**Selected passage:**
It seems that Wells and JP Morgan are happy to do principal reductions only on the mortgages they bought at a discount from Wells Fargo and WaMu respectively; Bank of America, meanwhile, which inherited a bunch of these loans when it acquired Countrywide, is not doing principal reductions, and I don’t think it’s a coincidence that the Countrywide loans were bought at very close to par.
The behavioral psychology here is very easy to understand. No bank wants to admit that it wrote idiotic loans, and write down its own assets from par. Meanwhile, it’s much easier to write up an acquired asset, if the amount you reduce the loan is less than the discount you bought the loan for in the first place.
Economically speaking, however, what the banks are doing here does not make sense. Either writing down option-ARM loans makes sense, from a P&L perspective, or it doesn’t. If it does, then the banks should do so on all their toxic loans, not just the ones they bought at a discount. And if it doesn’t, then they shouldn’t be doing so at all.

**Provided data:**
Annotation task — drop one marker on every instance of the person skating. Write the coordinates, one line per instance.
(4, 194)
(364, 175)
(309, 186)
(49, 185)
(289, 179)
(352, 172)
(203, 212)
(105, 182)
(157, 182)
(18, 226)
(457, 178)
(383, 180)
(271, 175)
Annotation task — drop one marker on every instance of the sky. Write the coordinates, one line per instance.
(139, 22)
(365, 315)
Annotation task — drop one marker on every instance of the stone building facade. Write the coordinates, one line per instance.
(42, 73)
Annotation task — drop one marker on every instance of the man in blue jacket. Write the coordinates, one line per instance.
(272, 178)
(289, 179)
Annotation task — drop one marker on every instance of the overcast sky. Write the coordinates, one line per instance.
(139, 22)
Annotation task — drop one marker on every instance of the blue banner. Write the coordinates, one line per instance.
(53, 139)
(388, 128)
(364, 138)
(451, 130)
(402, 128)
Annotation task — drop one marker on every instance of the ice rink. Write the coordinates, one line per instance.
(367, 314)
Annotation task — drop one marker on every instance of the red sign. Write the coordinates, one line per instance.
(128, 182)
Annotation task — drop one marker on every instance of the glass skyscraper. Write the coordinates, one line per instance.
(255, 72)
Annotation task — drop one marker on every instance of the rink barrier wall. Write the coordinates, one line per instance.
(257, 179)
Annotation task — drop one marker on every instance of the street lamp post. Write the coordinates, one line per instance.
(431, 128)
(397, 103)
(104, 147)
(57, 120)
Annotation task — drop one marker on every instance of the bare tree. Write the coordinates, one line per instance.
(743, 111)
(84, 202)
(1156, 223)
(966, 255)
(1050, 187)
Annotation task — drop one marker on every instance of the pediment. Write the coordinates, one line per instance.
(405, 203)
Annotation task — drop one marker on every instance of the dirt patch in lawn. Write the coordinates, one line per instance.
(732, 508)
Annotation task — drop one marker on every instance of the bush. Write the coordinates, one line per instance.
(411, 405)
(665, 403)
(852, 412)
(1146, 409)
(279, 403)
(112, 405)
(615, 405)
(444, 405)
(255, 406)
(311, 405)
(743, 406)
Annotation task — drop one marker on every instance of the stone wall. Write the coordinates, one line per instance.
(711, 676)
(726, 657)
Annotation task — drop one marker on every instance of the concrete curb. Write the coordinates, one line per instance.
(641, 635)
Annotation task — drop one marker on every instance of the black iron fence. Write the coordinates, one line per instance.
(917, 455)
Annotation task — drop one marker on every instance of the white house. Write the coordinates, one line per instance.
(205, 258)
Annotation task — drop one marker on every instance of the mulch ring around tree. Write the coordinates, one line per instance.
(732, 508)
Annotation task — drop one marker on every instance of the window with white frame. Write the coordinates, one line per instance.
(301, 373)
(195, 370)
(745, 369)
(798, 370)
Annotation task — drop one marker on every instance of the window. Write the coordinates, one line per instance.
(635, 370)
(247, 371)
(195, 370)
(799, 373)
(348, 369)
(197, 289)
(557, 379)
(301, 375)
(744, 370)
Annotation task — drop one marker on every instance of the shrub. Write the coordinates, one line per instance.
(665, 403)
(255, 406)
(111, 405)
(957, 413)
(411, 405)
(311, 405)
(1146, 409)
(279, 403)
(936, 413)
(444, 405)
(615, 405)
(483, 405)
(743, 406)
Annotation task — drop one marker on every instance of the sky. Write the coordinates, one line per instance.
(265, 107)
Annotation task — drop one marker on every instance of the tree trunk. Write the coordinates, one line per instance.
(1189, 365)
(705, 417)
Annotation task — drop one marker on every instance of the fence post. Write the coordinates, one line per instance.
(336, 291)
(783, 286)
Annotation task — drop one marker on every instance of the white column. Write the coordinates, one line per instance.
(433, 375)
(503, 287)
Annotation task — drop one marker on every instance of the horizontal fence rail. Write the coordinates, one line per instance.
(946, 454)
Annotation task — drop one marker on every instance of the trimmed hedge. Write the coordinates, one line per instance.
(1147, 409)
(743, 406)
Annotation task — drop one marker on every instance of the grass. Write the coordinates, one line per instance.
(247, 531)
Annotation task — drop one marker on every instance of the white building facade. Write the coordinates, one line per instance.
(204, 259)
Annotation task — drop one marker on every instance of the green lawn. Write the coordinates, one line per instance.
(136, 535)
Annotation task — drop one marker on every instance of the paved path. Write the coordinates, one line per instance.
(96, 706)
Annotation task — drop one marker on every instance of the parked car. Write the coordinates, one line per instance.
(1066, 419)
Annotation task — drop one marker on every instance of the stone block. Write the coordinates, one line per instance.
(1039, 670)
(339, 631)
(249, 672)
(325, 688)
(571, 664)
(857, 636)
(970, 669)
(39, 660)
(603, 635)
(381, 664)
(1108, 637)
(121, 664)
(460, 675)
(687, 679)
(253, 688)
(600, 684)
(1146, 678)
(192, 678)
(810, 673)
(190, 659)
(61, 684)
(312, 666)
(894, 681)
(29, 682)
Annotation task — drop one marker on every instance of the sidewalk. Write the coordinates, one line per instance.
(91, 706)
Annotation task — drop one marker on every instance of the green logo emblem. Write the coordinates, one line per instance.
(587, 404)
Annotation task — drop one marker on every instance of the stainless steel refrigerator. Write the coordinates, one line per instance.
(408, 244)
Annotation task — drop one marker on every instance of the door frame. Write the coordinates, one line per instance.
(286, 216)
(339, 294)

**What to do:**
1. According to the passage on mortgage principal reductions, which bank inherited loans when it acquired Countrywide?
2. Repeat the stretch of the passage on mortgage principal reductions from "The behavioral psychology" through "doing so at all.".
3. Go on with the passage on mortgage principal reductions from where it stops.

**Expected outputs:**
1. Bank of America

2.
The behavioral psychology here is very easy to understand. No bank wants to admit that it wrote idiotic loans, and write down its own assets from par. Meanwhile, it’s much easier to write up an acquired asset, if the amount you reduce the loan is less than the discount you bought the loan for in the first place.
Economically speaking, however, what the banks are doing here does not make sense. Either writing down option-ARM loans makes sense, from a P&L perspective, or it doesn’t. If it does, then the banks should do so on all their toxic loans, not just the ones they bought at a discount. And if it doesn’t, then they shouldn’t be doing so at all.

3.
The truth is, of course, that banks should be doing principal reductions, and they should be doing them on lots of their loans, rather than just the ones they bought cheap. And the fact that they’re already doing this, entirely voluntarily, on some of their loans is the best possible indication that it makes perfect economic sense to do so on all of their loans. Even if doing so might involve admitting that the subprime crisis still isn’t fully over.
The implication is that the financial accounting reform may be a key to responding more rationally to the current and future asset bubbles.
The results also shed doubt on the prevailing assumption that banks act in an economically rational way, which makes reforms, like cramdowns in bankruptcy, that force lenders to act rationally rather than based on the reputational effect of a decision for actors in the organization look attractive.